▶ **Document extract**
* Begin *

I remember in years past one of the readings being a duet between an elderly husband and wife. Isaiah 54, perhaps. But that didn't happen. Maybe one of them passed away. And maybe she did the Isaiah 55 reading instead.

One of my favorites:
For just as from the heavens
the rain and snow come down
and do not return there
till they have watered the earth,
making it fertile and fruitful,
giving seed to the one who sows
and bread to the one who eats,
so shall my word be
that goes forth from my mouth;
my word shall not return to me void,
but shall do my will,
achieving the end for which I sent it.
After the third Old Testament reading, the woman next to us checked her watch.

Father began his homily with an Eastern Christian greeting with which I was unfamiliar: "Christ is Risen!" and we were supposed to say, "He Has Risen Indeed!"3

There were eight baptisms and Timmy and I walked back to the narthex to watch. There's a camera and the live action is projected on the wall in the sanctuary but I wanted him to see it in person. He noticed that most of the candidates were female and he asked why. I didn't have an answer. I held him up high so he could see. For all I know, the camera picked up our image as well! He thought it was interesting.

After we returned to our seats, I announced to Timmy loud enough for the lady next to us to hear, "'Bout halfway through now!" She looked at her watch again. As the candidates for confirmation were being sealed with the Holy Spirit, the folks behind us - who were actually there on behalf of a candidate - let out an audible, "Oh, come on already!"

Plenty of people left before it was over ... and not just parents of young children. In fact, during the closing song - and the music was absolutely outstanding, timpani have such a powerful, solemn sound - regular folks were walking out the center aisle ahead of the pastor!

Now, I gotta wonder about something. Monsignor Stan blessed Timmy at communion time and told him to be a good boy. Timmy has a habit of sticking his tongue out at adults who talk to him or try to be nice to him. In this instance, I wasn't watching for Timmy's reaction. I was actually afraid to look or unwilling to make a scene by scolding. The deacon serving the cup also blessed Timmy. Then, during the recessional, Monsignor Stan locked eyes with Timmy as he passed us, so I can only imagine! One way or another, Timmy made an impression on the monsignor.

* End *

Object point labels
* Begin *

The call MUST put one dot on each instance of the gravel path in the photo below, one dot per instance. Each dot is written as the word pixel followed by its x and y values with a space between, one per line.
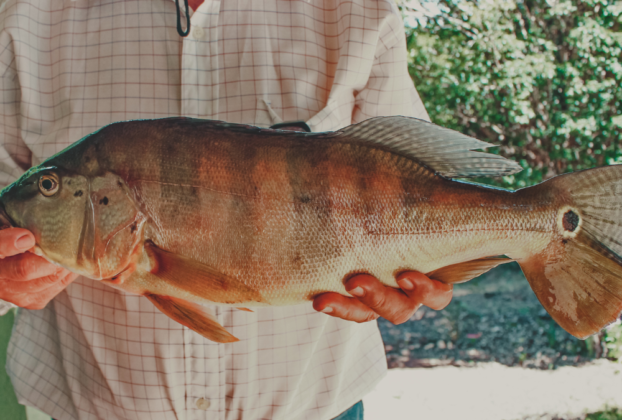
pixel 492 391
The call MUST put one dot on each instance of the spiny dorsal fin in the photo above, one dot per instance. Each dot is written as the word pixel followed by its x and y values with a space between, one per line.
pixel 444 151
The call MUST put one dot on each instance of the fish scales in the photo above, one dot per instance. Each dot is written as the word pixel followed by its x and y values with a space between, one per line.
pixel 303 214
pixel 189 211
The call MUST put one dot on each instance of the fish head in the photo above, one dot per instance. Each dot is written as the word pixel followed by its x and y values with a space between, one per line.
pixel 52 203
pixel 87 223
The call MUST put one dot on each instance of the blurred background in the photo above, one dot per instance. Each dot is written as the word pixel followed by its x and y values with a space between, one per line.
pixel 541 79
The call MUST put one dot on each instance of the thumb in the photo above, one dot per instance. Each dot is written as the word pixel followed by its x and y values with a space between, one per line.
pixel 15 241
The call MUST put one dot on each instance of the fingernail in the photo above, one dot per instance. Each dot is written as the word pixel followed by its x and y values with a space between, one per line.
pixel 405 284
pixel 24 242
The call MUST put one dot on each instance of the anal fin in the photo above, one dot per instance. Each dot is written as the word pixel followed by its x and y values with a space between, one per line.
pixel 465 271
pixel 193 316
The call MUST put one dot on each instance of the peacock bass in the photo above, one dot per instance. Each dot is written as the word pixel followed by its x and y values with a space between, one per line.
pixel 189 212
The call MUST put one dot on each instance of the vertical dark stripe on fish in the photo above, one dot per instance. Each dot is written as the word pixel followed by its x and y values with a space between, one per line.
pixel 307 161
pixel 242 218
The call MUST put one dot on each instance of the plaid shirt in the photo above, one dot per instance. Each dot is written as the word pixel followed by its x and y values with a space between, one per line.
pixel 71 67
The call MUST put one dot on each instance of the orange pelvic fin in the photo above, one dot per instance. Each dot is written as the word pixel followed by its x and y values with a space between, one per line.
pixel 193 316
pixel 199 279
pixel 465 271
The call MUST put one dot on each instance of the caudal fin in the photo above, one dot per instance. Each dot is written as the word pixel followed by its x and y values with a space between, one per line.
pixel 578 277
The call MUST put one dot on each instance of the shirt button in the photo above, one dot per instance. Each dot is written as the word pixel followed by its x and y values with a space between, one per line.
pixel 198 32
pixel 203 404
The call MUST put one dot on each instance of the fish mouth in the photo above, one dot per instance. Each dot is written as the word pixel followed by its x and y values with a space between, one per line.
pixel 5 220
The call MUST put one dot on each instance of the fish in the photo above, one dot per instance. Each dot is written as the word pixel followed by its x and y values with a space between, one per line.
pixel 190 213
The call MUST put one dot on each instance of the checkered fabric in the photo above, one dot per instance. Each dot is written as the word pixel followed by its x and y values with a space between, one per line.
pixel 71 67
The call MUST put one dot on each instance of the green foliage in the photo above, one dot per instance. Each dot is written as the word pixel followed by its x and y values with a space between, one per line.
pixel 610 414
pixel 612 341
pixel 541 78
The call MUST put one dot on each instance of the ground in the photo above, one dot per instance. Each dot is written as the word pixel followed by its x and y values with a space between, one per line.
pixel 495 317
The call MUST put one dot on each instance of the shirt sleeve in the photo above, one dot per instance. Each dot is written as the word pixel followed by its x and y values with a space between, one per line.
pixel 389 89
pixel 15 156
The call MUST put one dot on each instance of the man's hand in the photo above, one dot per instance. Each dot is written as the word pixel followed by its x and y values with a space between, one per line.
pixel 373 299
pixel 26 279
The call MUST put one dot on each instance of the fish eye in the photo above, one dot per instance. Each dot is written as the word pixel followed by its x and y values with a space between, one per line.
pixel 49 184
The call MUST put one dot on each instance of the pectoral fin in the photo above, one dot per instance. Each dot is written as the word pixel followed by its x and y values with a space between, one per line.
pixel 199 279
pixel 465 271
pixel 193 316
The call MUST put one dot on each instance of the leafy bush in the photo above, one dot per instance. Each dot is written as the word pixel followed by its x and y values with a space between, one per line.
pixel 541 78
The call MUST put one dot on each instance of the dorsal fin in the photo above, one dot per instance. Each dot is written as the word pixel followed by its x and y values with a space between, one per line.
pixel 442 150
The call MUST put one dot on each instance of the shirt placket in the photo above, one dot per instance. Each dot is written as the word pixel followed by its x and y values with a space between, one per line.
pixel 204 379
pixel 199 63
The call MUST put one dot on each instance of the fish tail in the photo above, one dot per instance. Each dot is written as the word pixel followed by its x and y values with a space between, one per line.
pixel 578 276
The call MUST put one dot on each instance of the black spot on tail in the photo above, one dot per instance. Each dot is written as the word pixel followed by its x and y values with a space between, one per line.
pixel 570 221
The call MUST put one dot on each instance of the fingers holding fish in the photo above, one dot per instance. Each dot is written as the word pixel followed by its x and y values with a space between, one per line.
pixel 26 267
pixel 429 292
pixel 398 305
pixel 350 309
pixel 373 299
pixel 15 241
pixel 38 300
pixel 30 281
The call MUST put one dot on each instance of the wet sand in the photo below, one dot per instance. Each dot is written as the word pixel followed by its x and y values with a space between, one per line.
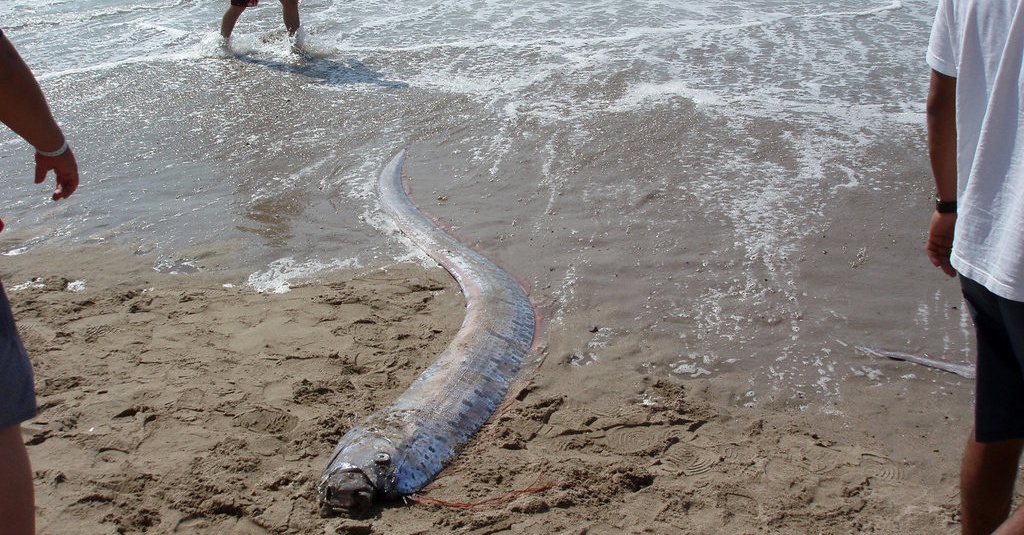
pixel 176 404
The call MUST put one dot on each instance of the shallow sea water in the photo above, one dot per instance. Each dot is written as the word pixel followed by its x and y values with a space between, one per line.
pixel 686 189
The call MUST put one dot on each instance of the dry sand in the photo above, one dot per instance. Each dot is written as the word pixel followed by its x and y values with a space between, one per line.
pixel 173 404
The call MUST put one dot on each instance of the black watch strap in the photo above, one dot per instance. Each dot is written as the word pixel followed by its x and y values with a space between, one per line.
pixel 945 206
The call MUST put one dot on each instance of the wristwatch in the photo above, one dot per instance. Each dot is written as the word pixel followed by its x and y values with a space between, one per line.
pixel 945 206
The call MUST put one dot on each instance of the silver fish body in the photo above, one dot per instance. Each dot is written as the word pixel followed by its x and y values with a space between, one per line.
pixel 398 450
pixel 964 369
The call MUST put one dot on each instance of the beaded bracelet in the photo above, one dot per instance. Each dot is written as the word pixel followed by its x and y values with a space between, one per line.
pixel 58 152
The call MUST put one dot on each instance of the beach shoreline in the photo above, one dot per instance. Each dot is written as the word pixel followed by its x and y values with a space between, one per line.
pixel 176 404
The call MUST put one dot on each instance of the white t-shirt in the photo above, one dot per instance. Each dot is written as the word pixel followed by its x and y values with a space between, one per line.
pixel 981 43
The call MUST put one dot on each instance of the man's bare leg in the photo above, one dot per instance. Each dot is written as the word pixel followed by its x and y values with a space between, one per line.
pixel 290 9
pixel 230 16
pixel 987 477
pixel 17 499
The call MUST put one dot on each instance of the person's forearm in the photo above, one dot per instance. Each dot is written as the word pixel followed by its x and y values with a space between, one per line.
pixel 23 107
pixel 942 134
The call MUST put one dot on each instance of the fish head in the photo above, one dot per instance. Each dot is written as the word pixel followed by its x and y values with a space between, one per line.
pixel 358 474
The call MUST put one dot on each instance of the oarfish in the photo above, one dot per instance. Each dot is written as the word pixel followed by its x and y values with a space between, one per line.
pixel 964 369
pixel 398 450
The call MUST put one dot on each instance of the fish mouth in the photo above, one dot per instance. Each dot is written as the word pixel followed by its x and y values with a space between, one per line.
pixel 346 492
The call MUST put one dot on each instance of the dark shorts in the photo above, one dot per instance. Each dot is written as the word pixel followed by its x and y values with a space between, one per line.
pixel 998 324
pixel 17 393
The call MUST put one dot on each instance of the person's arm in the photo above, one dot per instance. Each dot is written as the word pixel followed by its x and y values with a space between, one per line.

* End *

▶ **Required actions**
1. Answer these about the church service account:
(a) How many baptisms took place?
(b) What greeting did Father open his homily with, and what response were people supposed to give?
(c) What did the deacon serving the cup do?
2. Carry the church service account forward from its final sentence.

▶ **Task-by-task outputs**
1.
(a) Eight.
(b) "Christ is Risen!"; the response was "He Has Risen Indeed!"
(c) The deacon also blessed Timmy.

2.
The bank of candles that were closed off for the Triduum were open, so I had enough money with me for Timmy to light seven candles, the "fullness of wishes." He was pleased as punch and insisted that we walk around the entire church on our way to our car. And we did that and came home.



1 Stayed local with Ella last year. Two years ago.

2 Selection of possible readings.

3 Incidentally, at a Presbyterian church this Easter Sunday morning, the pastor greeting his congregation in the same way, explaining the Eastern European origin of the expression. The topic must have come up at a Central New Jersey Pastors' Conference or something because it's just too much of a coincidence.
A couple of beliefnet blogs, this one and this one, are talking about the non-practicing Muslim that Benedict baptized this evening.

The pope is getting kudos from Christians for doing his job? Eh.

In late November 2006, the Egyptian apparitions from 40 years ago came up during discussion at a Bible study at St. Aloysius in Jackson, and the study leader, who is younger than I, wasn't familiar at all.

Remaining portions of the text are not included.